◆ **TASK TO CARRY OUT**: Lines containing the string "call": how many are there below? Answer with the number only.

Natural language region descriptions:

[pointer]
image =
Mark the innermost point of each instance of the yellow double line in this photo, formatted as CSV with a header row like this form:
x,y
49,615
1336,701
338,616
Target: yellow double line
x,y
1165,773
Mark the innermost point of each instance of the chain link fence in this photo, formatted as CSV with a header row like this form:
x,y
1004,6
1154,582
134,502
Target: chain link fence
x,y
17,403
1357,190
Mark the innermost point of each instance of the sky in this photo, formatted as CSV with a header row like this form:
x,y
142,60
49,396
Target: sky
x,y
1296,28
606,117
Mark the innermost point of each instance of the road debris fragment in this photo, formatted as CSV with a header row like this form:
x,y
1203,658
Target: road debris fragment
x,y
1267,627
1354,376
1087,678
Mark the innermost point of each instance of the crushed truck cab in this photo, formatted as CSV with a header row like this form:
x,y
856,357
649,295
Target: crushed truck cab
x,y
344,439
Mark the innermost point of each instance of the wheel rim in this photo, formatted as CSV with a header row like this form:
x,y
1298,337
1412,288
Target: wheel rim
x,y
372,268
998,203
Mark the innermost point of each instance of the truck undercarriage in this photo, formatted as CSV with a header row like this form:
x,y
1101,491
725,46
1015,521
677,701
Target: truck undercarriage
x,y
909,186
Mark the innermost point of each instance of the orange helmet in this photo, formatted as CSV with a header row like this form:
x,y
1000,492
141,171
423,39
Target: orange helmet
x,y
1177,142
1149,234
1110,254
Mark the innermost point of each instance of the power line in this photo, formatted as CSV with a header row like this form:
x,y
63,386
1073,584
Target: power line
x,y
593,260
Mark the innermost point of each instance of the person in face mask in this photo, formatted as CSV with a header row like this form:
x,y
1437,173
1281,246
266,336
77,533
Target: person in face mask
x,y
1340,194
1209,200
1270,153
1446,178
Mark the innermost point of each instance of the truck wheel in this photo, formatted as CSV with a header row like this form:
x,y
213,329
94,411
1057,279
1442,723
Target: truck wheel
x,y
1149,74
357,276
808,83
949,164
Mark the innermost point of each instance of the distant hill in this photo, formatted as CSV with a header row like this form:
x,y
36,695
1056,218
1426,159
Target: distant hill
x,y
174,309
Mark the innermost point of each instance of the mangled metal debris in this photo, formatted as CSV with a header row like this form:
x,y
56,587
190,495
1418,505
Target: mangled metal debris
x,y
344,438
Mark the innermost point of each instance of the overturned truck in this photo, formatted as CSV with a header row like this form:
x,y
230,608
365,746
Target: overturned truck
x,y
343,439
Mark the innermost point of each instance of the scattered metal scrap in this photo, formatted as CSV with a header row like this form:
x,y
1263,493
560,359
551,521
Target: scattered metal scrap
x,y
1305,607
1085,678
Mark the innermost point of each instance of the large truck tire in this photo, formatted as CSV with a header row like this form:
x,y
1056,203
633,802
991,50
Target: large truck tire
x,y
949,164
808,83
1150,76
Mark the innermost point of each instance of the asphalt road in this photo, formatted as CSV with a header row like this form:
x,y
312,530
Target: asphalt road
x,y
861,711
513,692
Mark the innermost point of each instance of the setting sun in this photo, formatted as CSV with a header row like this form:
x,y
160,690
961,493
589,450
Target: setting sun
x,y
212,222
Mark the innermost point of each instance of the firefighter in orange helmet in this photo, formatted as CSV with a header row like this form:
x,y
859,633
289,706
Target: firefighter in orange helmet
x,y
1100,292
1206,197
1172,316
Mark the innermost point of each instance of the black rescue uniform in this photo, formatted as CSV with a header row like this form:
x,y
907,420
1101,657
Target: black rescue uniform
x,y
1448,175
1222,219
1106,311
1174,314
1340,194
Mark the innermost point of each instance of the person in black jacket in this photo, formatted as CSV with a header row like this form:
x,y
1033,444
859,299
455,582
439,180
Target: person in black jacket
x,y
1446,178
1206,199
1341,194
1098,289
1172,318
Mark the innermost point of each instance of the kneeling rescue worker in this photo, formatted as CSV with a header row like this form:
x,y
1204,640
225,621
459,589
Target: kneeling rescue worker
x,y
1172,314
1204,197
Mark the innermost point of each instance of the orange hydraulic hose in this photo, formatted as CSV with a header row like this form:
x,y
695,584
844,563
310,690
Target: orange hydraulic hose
---
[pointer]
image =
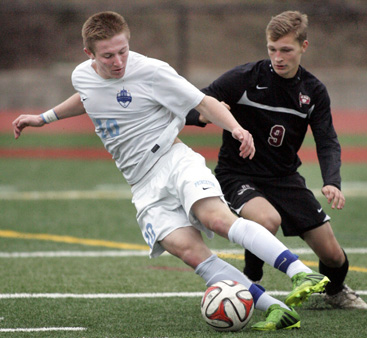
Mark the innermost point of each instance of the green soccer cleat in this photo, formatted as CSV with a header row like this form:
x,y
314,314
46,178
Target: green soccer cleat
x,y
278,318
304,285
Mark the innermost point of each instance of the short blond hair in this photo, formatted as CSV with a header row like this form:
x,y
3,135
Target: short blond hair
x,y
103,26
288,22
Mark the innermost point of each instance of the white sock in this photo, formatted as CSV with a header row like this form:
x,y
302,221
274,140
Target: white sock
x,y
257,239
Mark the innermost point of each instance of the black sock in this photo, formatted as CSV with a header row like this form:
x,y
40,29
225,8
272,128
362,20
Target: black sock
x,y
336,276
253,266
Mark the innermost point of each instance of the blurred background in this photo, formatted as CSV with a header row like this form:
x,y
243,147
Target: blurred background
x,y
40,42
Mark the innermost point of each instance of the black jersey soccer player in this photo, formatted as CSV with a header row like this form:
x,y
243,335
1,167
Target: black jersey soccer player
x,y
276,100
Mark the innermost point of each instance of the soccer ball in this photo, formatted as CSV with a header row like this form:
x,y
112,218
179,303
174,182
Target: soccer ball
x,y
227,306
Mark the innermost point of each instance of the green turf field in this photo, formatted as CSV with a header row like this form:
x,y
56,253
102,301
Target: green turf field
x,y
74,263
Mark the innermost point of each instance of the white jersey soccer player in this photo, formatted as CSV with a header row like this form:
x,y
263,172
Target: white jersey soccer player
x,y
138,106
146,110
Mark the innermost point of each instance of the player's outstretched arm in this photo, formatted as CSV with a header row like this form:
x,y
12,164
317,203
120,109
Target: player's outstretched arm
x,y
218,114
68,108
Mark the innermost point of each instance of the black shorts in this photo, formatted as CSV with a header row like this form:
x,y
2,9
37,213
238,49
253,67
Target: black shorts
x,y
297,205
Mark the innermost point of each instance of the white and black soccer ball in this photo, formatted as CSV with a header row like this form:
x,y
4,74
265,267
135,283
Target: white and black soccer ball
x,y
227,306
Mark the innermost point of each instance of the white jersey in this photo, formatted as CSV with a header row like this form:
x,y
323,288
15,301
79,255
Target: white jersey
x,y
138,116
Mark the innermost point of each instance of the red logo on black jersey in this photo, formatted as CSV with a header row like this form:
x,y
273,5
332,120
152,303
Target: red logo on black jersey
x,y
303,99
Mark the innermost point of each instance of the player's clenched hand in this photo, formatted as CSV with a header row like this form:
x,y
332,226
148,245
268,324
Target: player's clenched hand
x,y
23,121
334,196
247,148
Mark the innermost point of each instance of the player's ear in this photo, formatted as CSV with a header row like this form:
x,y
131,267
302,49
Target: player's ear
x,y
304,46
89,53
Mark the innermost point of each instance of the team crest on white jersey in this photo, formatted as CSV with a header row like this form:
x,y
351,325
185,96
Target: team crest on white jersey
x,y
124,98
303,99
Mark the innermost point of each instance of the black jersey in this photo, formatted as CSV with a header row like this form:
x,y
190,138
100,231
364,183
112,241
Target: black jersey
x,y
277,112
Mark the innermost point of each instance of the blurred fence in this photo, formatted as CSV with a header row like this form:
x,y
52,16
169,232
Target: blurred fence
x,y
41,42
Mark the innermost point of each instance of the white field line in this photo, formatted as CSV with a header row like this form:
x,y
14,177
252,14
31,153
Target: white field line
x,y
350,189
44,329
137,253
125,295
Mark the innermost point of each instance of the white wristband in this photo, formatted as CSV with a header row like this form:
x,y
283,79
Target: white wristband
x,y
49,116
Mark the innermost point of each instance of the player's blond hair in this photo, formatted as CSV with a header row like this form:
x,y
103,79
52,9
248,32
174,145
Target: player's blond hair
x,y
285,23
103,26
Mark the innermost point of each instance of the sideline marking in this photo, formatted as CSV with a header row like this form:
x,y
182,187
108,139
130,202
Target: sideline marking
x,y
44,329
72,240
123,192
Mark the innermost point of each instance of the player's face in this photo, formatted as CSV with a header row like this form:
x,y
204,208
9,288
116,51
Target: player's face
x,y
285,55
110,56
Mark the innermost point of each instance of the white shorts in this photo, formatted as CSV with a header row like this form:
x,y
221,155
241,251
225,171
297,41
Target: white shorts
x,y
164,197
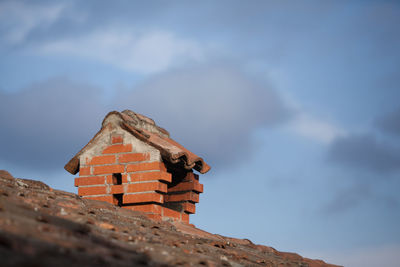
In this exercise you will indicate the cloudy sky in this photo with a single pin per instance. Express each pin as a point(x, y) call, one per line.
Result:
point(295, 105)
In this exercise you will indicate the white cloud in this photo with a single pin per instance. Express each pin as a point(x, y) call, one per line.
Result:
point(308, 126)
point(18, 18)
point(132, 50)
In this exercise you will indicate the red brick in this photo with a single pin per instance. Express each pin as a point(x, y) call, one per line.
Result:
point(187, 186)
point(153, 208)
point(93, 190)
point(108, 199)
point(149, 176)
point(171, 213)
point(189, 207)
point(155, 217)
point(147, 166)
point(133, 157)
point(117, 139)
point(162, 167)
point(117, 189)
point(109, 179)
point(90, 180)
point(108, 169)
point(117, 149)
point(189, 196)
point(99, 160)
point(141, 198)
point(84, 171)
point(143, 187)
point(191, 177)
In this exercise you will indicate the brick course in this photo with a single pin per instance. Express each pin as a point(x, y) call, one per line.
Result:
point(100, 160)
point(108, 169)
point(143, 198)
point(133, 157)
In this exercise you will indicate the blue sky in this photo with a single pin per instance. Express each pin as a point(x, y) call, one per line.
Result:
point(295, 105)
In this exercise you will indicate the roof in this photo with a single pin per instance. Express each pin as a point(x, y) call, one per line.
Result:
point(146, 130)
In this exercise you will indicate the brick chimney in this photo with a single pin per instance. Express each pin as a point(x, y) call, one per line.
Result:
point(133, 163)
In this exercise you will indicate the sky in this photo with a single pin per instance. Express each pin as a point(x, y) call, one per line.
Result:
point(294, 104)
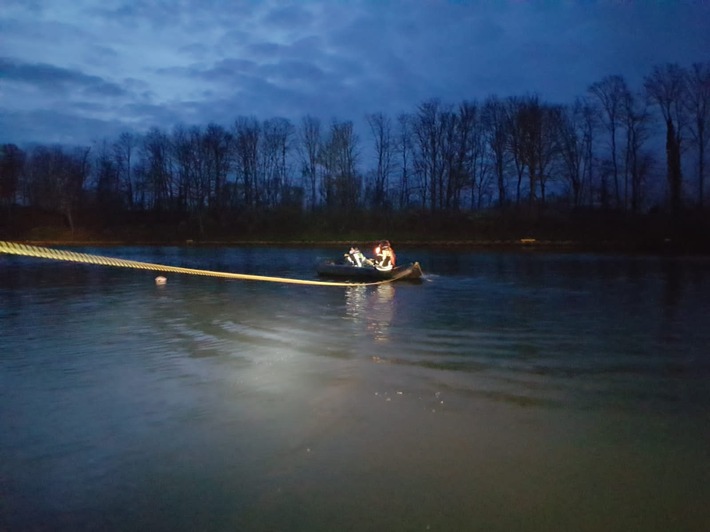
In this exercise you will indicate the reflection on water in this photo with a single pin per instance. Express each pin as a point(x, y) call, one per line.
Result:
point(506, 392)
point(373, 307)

◆ **ANSWER**: 9